WHAT TO WORK ON
Would you please return the data below verbatim, without its pictures?

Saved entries
▼

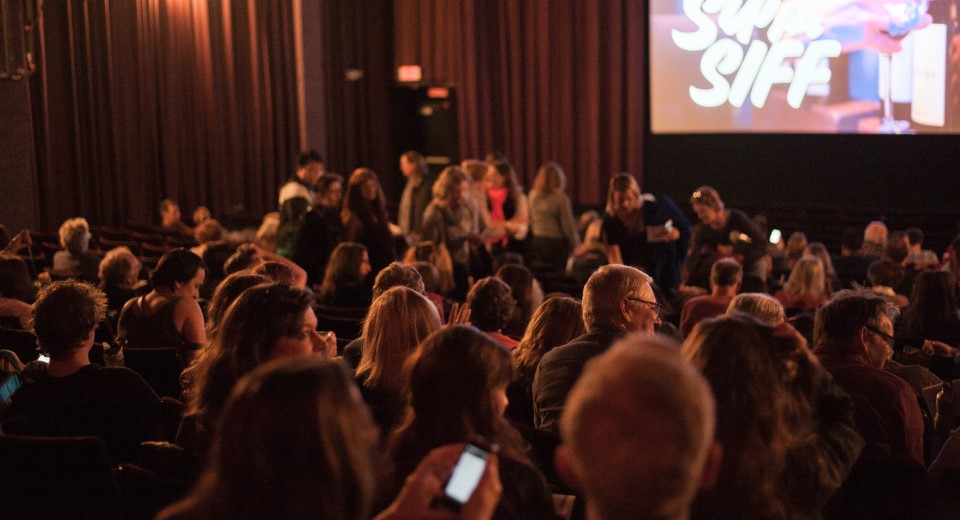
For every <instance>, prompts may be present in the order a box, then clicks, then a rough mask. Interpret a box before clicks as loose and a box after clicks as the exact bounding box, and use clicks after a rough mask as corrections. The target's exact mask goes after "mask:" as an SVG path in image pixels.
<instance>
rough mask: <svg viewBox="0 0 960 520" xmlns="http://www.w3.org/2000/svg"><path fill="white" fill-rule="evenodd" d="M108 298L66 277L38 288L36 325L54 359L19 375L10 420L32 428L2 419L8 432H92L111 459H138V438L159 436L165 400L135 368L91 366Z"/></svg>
mask: <svg viewBox="0 0 960 520" xmlns="http://www.w3.org/2000/svg"><path fill="white" fill-rule="evenodd" d="M106 304H107V302H106V297H105V296H104V295H103V293H102V292H100V290H99V289H96V288H94V287H93V286H91V285H88V284H85V283H81V282H76V281H73V280H65V281H59V282H53V283H52V284H50V285H48V286H47V287H45V288H44V289H43V290H41V291H40V294H39V296H38V297H37V301H36V303H34V305H33V330H34V332H35V333H36V335H37V343H38V344H39V346H40V348H41V349H42V350H43V351H44V352H46V353H47V355H49V356H50V363H49V364H48V363H44V362H41V361H34V362H32V363H29V364H27V366H26V367H24V369H23V371H22V372H21V374H20V377H21V378H22V379H23V387H22V388H20V390H18V391H17V392H16V393H15V394H14V395H13V398H12V404H11V406H10V409H9V410H8V413H7V414H6V419H20V418H23V419H26V420H27V421H28V423H27V424H29V425H30V426H29V429H28V430H27V431H20V430H15V429H14V428H15V424H21V426H22V424H23V423H21V422H19V421H18V422H17V423H14V421H8V422H7V423H5V424H4V429H5V430H6V432H7V433H19V434H29V435H63V436H77V435H91V436H94V437H98V438H100V440H102V441H103V443H104V444H105V445H106V447H107V451H108V452H109V453H110V457H111V459H112V460H113V461H114V463H119V462H135V461H136V460H138V457H139V450H140V443H141V442H143V441H151V440H159V439H160V438H161V425H160V398H159V397H157V394H156V393H154V391H153V390H152V389H151V388H150V386H149V385H147V383H146V382H145V381H144V380H143V378H141V377H140V376H139V375H138V374H137V373H136V372H133V371H132V370H130V369H128V368H122V367H117V368H103V367H101V366H99V365H94V364H91V363H90V349H91V348H93V331H94V329H95V328H96V326H97V323H99V322H100V321H102V320H103V317H104V311H105V310H106Z"/></svg>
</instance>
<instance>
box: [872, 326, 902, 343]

▲

SOLUTION TO THIS PROBLEM
For every <instance>, prompts may be present in the order a box, then clicks, then a rough mask. Interpret a box before clicks as loose and a box after clicks as the exact bounding box, and use clicks after a rough mask as corrections. The target's exact mask goes after "mask:" as an SVG path in image pixels.
<instance>
rough mask: <svg viewBox="0 0 960 520" xmlns="http://www.w3.org/2000/svg"><path fill="white" fill-rule="evenodd" d="M108 298L66 277L38 288L36 325L54 359L19 375L10 420L32 428L2 419L8 432H92L111 459H138V438L159 436L165 400L135 368L91 366Z"/></svg>
mask: <svg viewBox="0 0 960 520" xmlns="http://www.w3.org/2000/svg"><path fill="white" fill-rule="evenodd" d="M106 304H107V302H106V297H105V296H104V295H103V293H102V292H100V290H99V289H96V288H94V287H93V286H91V285H88V284H85V283H81V282H76V281H73V280H65V281H59V282H53V283H52V284H50V285H48V286H47V287H45V288H44V289H43V290H41V291H40V294H39V296H38V297H37V301H36V303H34V305H33V330H34V332H35V333H36V335H37V343H38V344H39V346H40V348H41V349H42V350H43V351H44V352H46V353H47V355H49V356H50V363H49V364H48V363H44V362H41V361H34V362H32V363H29V364H27V366H26V367H24V369H23V371H22V372H21V374H20V377H21V378H22V379H23V387H22V388H20V390H18V391H17V392H16V393H15V394H14V395H13V398H12V404H11V406H10V409H9V410H8V413H7V414H6V419H20V418H23V419H26V420H27V421H28V423H27V424H29V425H30V426H29V429H28V430H27V431H20V430H15V429H14V428H15V424H21V426H22V424H23V423H21V422H19V421H18V422H17V423H14V421H8V422H7V423H5V424H4V429H5V430H6V432H7V433H19V434H29V435H63V436H77V435H91V436H94V437H98V438H100V440H102V441H103V443H104V444H105V445H106V447H107V451H108V452H109V453H110V457H111V459H112V460H113V461H114V463H119V462H135V461H136V460H138V457H139V450H140V443H141V442H143V441H151V440H159V439H160V438H161V425H160V398H159V397H157V394H156V393H154V391H153V390H152V389H151V388H150V386H149V385H147V383H146V382H145V381H144V380H143V378H141V377H140V376H139V375H138V374H137V373H136V372H133V371H132V370H130V369H128V368H122V367H117V368H103V367H101V366H99V365H94V364H91V363H90V349H91V348H93V331H94V329H95V328H96V326H97V323H99V322H100V321H102V320H103V317H104V311H105V310H106Z"/></svg>
</instance>
<instance>
box: [872, 326, 902, 343]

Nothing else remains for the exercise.